▸ Document excerpt:
[Start of section]

Coming to terms with Star Trek’s visual reboot

 

Star Trek: The Next Generation’s ‘Relics’, is something special. It features James Doohan, reprising his original series role of Scottie, revived in the present day after being frozen in time for almost a century in a transporter beam. And while it’s a joy to see one of the original series’ supporting cast headlining an episode,  it’s special for another reason. It shows the bridge of Kirk’s starship Enterprise for the first time outside of 1960s Star Trek. It is a recreation on the holodeck but to see the interior of that ship again – all orange and grey with lovely buttons – is meaningful.

[End of section]

▸ Exercise 1: Which rows contain the word "pixels"? Show each of those rows in full.

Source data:
[Start of section]

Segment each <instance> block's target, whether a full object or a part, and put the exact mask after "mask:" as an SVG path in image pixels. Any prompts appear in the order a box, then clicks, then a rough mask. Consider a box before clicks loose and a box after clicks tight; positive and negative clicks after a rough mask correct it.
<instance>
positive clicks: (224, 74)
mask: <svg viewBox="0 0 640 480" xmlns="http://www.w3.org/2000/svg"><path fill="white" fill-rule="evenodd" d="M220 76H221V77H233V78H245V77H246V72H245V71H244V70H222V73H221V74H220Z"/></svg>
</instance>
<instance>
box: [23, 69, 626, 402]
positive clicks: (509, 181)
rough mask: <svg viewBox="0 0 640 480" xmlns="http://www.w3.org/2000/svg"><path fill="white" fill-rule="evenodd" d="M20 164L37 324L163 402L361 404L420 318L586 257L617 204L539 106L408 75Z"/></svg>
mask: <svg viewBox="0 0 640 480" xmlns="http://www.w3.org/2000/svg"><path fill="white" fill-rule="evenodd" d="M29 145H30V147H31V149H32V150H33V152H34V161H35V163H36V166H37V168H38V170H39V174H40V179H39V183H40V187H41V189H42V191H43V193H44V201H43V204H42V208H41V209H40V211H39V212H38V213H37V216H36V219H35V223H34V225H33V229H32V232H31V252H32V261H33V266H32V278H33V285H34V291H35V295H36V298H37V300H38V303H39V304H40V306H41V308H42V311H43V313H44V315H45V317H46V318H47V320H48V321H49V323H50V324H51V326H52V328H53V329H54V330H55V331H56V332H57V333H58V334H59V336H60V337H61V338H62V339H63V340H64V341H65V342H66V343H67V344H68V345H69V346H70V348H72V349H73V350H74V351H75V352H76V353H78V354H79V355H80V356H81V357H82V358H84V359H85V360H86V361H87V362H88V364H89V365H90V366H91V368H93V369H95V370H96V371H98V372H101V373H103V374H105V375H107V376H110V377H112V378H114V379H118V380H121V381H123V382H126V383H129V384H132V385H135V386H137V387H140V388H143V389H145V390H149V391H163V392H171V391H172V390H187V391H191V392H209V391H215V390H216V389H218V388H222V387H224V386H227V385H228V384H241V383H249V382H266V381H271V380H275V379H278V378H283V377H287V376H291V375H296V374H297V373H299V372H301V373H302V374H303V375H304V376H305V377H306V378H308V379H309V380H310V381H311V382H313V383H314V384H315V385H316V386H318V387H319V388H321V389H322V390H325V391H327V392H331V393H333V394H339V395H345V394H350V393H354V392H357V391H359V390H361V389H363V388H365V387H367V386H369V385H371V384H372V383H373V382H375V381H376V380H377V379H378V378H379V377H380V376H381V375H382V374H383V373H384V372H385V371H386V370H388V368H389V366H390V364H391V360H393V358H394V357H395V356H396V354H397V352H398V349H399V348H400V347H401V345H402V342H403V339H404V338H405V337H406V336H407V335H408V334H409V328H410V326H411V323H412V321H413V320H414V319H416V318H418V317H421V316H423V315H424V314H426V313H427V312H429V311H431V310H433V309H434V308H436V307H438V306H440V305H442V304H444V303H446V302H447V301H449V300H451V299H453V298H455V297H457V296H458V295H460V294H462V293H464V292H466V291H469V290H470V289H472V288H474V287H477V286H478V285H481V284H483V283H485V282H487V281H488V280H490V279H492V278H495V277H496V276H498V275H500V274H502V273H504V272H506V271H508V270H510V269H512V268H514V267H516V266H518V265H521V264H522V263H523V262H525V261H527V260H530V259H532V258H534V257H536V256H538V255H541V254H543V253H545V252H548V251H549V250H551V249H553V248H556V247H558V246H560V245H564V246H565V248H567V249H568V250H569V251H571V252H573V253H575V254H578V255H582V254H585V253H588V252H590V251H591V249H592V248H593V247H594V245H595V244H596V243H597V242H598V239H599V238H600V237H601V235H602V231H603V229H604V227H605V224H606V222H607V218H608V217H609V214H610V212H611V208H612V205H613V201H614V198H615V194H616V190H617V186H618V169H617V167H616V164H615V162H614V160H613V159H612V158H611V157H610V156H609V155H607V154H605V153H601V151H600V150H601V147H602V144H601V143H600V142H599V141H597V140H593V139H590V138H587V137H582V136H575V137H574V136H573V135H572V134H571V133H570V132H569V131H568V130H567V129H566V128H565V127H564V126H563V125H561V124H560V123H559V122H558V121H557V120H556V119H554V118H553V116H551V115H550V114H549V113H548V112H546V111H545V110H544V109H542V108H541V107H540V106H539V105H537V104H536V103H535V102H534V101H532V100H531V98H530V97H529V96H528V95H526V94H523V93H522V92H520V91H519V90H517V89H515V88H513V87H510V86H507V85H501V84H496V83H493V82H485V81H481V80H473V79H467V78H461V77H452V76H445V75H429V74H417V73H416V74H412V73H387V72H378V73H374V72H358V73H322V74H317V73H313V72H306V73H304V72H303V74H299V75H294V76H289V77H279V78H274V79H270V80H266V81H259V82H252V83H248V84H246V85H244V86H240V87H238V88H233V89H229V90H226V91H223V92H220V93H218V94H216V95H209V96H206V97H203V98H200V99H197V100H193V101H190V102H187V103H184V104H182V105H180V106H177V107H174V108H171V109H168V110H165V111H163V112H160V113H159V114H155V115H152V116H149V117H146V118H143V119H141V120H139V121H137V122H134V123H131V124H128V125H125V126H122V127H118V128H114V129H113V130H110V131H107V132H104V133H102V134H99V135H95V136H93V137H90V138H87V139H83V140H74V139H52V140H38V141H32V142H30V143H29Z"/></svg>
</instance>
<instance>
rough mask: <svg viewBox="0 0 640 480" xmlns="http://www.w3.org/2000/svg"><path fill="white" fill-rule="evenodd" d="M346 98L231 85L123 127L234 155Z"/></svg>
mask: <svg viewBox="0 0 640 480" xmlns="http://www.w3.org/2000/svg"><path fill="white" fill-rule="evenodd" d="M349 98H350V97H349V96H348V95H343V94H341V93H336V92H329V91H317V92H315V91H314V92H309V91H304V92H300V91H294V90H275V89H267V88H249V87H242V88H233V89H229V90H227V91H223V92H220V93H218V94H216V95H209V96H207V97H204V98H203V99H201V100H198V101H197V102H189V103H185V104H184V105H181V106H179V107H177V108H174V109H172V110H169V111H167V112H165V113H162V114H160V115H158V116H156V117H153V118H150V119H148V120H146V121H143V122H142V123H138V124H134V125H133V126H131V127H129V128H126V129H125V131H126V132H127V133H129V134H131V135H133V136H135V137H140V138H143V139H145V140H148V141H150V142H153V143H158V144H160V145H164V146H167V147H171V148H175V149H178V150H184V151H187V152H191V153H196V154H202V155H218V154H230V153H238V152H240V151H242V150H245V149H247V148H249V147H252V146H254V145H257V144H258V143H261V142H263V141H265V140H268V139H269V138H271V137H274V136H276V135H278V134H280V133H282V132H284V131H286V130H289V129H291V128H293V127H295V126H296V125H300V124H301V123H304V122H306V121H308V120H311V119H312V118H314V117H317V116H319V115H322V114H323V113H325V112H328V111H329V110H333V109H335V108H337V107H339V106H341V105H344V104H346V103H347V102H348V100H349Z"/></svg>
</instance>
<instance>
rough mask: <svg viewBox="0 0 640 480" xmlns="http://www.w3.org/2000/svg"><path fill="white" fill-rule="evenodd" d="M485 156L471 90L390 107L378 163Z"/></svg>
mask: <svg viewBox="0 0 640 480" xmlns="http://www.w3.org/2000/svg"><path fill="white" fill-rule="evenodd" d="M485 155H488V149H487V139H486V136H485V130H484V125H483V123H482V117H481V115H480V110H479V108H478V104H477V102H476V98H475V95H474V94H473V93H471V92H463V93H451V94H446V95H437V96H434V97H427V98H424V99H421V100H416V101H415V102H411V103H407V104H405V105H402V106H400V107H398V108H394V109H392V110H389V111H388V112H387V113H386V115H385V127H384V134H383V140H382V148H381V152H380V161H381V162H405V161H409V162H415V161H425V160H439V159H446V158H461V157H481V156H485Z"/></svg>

[End of section]

▸ Exercise 2: Can you reproduce the part of the article on Star Trek's visual reboot between "Star Trek: The" and "buttons – is meaningful.", inclusive, renaming "Scottie" to "Scotty"?

▸ Answer section 1:
Segment each <instance> block's target, whether a full object or a part, and put the exact mask after "mask:" as an SVG path in image pixels. Any prompts appear in the order a box, then clicks, then a rough mask. Consider a box before clicks loose and a box after clicks tight; positive and negative clicks after a rough mask correct it.

▸ Answer section 2:
Star Trek: The Next Generation’s ‘Relics’, is something special. It features James Doohan, reprising his original series role of Scotty, revived in the present day after being frozen in time for almost a century in a transporter beam. And while it’s a joy to see one of the original series’ supporting cast headlining an episode,  it’s special for another reason. It shows the bridge of Kirk’s starship Enterprise for the first time outside of 1960s Star Trek. It is a recreation on the holodeck but to see the interior of that ship again – all orange and grey with lovely buttons – is meaningful.